Exercise goal: Reproduce the data below with every "pixel pairs" swapped for "coordinate pairs", changing nothing else.

Data section:

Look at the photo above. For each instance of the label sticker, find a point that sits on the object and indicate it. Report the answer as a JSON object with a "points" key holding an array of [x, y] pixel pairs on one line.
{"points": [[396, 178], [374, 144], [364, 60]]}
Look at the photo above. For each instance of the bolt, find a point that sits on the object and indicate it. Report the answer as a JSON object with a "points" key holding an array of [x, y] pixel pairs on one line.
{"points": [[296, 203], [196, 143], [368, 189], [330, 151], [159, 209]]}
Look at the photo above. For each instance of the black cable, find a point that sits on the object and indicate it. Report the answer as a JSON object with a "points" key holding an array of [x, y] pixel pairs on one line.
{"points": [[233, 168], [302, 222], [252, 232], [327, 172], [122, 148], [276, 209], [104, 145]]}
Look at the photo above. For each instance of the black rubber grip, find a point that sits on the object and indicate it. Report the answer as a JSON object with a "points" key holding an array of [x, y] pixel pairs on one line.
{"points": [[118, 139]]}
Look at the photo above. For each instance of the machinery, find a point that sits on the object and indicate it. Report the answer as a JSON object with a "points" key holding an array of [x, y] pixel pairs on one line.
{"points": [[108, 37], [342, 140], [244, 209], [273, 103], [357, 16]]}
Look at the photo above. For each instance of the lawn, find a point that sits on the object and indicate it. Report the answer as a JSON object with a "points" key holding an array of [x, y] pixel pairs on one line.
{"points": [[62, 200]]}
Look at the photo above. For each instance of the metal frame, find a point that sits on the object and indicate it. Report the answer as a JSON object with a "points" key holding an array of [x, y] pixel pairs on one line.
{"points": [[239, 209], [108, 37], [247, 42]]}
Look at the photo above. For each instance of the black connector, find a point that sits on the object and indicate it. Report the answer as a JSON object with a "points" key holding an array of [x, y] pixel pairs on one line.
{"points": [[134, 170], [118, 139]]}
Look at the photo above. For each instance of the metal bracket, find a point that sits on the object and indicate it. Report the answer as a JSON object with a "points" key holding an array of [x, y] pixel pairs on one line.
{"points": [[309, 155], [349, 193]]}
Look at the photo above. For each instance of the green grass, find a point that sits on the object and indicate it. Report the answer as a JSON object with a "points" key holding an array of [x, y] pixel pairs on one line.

Result:
Look at the photo above. For each instance of the label sticker, find a point that sits on the object and indicate it. Report the answer as a JSON object with a "points" key holding an array of [x, y] coordinate pairs on one line.
{"points": [[396, 178], [374, 144], [364, 60]]}
Look at the photo above. For each instance of the bolt, find a point that sits on the object and indicate it. Report the answer as a JSON object with a "points" key holding an array of [x, y] coordinate pairs on one line.
{"points": [[296, 203], [196, 143], [368, 189], [330, 151], [159, 209]]}
Look at the photo above. For each instance of the black cable, find a point that sits on the object and indicate it. Report the answer as a JSON object with a "points" key holding an array of [x, y] coordinate pairs on one line.
{"points": [[233, 168], [302, 222], [252, 232], [327, 172], [122, 148], [276, 209], [104, 145]]}
Look at the photo above. For each instance of the black rubber grip, find a point that sits on the object and indicate it. Report the answer as a JSON object with a "points" key holding an array of [x, y] coordinate pairs on one line.
{"points": [[118, 139]]}
Look at the photo above. For each instance of the machinery, find a point that sits on the object and indicate it. Report the answer as a JSON object with a "points" key holding an array of [x, y] coordinate pairs on one line.
{"points": [[108, 37], [342, 140], [244, 209], [273, 103], [357, 16]]}
Look at the photo above. For each instance of the lawn, find a point that sits on the object and indicate it. Report the answer as a JSON object with a "points" key holding an array of [x, y] coordinate pairs on one line.
{"points": [[62, 200]]}
Look at the photo above. For each instance of the metal frame, find a point that sits on the object and indicate it. Report the answer as a JSON object with a "points" key holding an array of [x, y] coordinate pairs on one line.
{"points": [[239, 209], [108, 37], [247, 42]]}
Look at the photo above. For each instance of the black connector, find a point that sits on the object and indicate it. Report the answer as a JSON object with a "points" key holding an array of [x, y] coordinate pairs on one line.
{"points": [[134, 170], [118, 139]]}
Look at the photo above. For each instance of the metal bracket, find a point that sits on the object and indicate it. Report the answer as a JSON object with a "points" key holding an array of [x, y] coordinate pairs on one line.
{"points": [[309, 155], [349, 193]]}
Look at the photo above. For each instance of the green grass, find a point that sits on the object and indicate it. Report the answer as a JSON object with a "points" key holding an array of [x, y] coordinate pairs on one line.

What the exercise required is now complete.